- Problem to solve: Rewrite the lines that start at the one containing "Each returned marker MUST sit on an instance of the sandal" and stop after the one containing "[[62, 705]]", keeping both ends and the requests unchanged. Adjust every coordinate in the answers by adding -92 to it.

- Data:
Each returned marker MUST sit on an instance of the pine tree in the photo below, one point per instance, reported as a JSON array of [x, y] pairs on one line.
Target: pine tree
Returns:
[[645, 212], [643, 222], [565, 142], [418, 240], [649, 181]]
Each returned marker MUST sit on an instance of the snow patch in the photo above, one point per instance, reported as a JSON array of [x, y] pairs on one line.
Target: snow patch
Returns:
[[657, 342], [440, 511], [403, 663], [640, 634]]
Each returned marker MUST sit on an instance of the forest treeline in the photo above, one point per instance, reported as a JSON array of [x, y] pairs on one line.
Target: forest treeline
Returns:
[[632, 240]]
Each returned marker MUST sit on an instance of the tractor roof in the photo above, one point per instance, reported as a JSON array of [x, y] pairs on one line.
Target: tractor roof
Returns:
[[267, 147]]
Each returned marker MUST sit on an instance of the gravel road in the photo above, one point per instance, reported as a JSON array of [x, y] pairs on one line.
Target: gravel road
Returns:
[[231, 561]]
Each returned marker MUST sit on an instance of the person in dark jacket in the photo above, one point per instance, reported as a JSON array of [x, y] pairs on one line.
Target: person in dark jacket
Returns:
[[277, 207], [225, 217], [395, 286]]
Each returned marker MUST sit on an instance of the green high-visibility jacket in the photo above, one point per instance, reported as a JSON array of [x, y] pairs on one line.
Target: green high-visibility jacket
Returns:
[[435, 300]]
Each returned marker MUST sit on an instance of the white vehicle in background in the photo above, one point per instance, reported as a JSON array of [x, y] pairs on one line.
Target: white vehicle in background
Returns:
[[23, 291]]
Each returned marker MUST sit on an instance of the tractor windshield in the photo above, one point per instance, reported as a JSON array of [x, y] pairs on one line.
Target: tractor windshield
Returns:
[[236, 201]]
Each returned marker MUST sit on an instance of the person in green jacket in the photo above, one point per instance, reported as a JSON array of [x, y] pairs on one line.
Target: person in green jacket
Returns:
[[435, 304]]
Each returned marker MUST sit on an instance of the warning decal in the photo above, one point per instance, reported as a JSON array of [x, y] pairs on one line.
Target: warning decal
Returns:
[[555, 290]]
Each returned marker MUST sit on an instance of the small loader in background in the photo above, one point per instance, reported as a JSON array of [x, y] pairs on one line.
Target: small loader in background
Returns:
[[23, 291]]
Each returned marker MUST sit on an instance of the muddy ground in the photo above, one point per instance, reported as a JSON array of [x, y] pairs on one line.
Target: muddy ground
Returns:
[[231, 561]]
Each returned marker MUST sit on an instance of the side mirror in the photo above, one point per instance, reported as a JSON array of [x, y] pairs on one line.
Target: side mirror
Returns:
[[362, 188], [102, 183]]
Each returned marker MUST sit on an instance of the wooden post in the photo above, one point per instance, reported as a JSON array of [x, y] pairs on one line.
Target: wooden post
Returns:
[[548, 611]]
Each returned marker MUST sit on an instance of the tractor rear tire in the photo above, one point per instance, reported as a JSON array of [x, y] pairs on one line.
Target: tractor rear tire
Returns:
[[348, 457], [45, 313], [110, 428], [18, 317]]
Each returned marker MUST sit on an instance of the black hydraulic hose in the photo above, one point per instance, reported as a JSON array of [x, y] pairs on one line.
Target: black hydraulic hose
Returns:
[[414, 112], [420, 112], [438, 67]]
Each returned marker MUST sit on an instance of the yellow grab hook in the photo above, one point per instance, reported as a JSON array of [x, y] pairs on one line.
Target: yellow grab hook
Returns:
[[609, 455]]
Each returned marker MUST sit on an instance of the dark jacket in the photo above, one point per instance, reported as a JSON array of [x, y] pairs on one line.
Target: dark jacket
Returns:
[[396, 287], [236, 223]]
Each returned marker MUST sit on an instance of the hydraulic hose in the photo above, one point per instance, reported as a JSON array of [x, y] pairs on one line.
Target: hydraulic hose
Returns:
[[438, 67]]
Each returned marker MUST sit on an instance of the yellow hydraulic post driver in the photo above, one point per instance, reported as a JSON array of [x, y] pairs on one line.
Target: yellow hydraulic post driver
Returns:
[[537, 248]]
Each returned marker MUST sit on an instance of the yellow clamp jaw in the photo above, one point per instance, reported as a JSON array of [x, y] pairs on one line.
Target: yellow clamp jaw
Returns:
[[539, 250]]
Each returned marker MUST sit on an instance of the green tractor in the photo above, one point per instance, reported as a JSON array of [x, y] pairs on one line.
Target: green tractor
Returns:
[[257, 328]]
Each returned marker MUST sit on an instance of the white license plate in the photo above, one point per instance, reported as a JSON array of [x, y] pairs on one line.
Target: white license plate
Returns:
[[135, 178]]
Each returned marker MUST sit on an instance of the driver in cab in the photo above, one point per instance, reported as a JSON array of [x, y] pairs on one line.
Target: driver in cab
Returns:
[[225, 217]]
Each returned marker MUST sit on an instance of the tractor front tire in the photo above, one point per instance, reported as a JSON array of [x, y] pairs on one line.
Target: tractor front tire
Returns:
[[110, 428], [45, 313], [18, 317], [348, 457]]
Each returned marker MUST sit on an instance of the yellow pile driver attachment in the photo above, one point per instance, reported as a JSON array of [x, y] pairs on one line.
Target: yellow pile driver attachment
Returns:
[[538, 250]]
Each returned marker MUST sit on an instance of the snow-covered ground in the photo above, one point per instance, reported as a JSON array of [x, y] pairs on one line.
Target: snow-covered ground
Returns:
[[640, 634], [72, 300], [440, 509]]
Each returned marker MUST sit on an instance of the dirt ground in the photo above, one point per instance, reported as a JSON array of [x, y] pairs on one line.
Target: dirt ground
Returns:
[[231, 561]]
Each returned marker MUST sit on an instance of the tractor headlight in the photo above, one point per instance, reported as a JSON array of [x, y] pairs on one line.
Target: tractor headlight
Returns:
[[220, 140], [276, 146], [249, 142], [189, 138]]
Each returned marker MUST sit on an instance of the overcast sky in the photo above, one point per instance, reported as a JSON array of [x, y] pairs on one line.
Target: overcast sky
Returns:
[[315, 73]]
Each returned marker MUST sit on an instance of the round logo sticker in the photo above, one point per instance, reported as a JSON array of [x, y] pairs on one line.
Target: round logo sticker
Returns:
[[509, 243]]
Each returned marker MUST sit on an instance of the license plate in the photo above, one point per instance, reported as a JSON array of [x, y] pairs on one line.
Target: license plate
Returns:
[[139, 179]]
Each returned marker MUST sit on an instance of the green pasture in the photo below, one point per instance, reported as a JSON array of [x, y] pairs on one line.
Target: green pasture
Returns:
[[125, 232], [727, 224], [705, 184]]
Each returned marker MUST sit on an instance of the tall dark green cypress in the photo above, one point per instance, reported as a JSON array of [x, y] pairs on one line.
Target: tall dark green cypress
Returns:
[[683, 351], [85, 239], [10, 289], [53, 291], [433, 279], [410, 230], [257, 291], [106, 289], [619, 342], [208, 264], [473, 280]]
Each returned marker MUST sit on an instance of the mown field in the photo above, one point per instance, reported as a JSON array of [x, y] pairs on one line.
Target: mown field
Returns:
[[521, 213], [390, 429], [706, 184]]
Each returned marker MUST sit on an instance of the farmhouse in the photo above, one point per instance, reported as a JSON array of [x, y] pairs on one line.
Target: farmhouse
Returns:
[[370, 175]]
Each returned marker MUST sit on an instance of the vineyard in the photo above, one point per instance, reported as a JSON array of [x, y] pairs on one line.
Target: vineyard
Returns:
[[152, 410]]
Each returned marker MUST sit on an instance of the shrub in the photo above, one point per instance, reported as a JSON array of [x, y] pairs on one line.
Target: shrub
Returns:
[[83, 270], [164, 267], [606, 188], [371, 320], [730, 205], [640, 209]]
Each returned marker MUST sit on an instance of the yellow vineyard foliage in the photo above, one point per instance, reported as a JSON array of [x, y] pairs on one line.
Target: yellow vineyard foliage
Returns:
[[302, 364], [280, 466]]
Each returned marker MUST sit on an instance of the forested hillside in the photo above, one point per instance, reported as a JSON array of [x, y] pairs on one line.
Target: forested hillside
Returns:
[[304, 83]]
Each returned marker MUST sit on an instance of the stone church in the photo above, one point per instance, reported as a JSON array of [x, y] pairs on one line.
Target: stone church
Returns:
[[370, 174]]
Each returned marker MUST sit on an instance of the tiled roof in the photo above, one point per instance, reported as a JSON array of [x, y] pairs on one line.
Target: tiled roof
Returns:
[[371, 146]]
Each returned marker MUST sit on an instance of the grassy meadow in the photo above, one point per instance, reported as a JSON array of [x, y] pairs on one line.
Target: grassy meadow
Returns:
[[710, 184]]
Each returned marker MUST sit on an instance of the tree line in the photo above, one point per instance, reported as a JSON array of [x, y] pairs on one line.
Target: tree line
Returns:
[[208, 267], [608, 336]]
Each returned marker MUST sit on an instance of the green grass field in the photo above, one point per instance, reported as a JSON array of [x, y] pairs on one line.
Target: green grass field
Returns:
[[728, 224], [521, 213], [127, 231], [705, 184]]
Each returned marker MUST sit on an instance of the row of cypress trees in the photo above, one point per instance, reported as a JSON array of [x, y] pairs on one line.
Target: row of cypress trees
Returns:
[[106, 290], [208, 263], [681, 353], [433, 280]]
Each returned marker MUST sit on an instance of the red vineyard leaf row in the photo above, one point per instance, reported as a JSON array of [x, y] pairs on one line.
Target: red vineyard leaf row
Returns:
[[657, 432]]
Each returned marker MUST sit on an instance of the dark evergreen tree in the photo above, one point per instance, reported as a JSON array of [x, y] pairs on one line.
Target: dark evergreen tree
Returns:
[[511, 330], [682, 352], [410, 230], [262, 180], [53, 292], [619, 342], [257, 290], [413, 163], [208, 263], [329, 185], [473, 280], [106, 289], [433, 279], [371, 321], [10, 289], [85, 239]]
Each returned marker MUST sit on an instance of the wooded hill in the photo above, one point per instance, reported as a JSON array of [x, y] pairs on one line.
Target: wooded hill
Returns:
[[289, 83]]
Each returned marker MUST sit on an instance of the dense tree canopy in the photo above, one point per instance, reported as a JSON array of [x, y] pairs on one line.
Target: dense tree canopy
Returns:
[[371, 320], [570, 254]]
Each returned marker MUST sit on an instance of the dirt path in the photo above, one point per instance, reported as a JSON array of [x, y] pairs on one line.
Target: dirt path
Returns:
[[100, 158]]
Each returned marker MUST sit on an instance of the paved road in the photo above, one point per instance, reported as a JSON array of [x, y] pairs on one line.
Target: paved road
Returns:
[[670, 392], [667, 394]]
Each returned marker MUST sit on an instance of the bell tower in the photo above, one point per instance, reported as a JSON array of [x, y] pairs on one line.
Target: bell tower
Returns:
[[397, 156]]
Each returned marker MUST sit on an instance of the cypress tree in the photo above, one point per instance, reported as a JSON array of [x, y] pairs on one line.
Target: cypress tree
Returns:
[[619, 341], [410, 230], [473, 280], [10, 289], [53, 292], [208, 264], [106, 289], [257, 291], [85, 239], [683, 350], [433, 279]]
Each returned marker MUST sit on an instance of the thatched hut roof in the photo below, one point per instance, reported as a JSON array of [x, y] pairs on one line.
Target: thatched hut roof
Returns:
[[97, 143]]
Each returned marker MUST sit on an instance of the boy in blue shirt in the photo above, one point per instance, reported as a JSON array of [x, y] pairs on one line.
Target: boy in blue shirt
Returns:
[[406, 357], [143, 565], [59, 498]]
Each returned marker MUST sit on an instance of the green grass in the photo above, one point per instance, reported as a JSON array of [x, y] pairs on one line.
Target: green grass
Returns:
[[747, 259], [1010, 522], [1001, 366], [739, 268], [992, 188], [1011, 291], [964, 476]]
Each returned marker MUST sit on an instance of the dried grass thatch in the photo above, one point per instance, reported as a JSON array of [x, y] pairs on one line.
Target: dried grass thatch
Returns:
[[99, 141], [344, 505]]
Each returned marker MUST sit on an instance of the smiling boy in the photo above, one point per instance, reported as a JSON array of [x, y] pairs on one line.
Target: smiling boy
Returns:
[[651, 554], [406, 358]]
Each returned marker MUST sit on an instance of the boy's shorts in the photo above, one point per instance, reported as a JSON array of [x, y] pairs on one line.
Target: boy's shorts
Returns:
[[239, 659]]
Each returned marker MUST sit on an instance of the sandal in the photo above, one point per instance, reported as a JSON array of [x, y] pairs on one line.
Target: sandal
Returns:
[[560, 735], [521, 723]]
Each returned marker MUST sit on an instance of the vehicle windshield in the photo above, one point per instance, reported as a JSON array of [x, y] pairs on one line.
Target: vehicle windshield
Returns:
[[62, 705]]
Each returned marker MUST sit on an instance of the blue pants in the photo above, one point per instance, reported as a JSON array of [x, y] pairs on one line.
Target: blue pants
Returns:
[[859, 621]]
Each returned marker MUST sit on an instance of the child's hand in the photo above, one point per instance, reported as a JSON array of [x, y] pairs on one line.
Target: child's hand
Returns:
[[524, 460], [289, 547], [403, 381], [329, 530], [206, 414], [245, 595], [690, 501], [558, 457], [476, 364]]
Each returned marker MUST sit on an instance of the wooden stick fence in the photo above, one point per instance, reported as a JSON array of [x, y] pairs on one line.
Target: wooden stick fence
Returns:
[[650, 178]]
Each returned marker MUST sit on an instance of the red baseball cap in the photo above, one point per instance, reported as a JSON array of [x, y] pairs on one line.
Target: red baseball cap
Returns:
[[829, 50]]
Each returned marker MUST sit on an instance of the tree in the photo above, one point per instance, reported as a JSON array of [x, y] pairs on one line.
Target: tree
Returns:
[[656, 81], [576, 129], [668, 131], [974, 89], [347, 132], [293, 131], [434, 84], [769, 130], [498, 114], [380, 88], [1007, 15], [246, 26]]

- Written response:
Each returned marker MUST sit on an instance of the sandal in the photo above, one point per instance, reported as a JSON array of [x, y] pairs on one line.
Target: sandal
Returns:
[[468, 643], [429, 631]]
Each returned marker MUST sit on an instance of the vehicle windshield in the photo above, one point per instance, reported as a JSON array of [x, y] pairs on one line.
Target: vehicle windshield
Returns:
[[-30, 613]]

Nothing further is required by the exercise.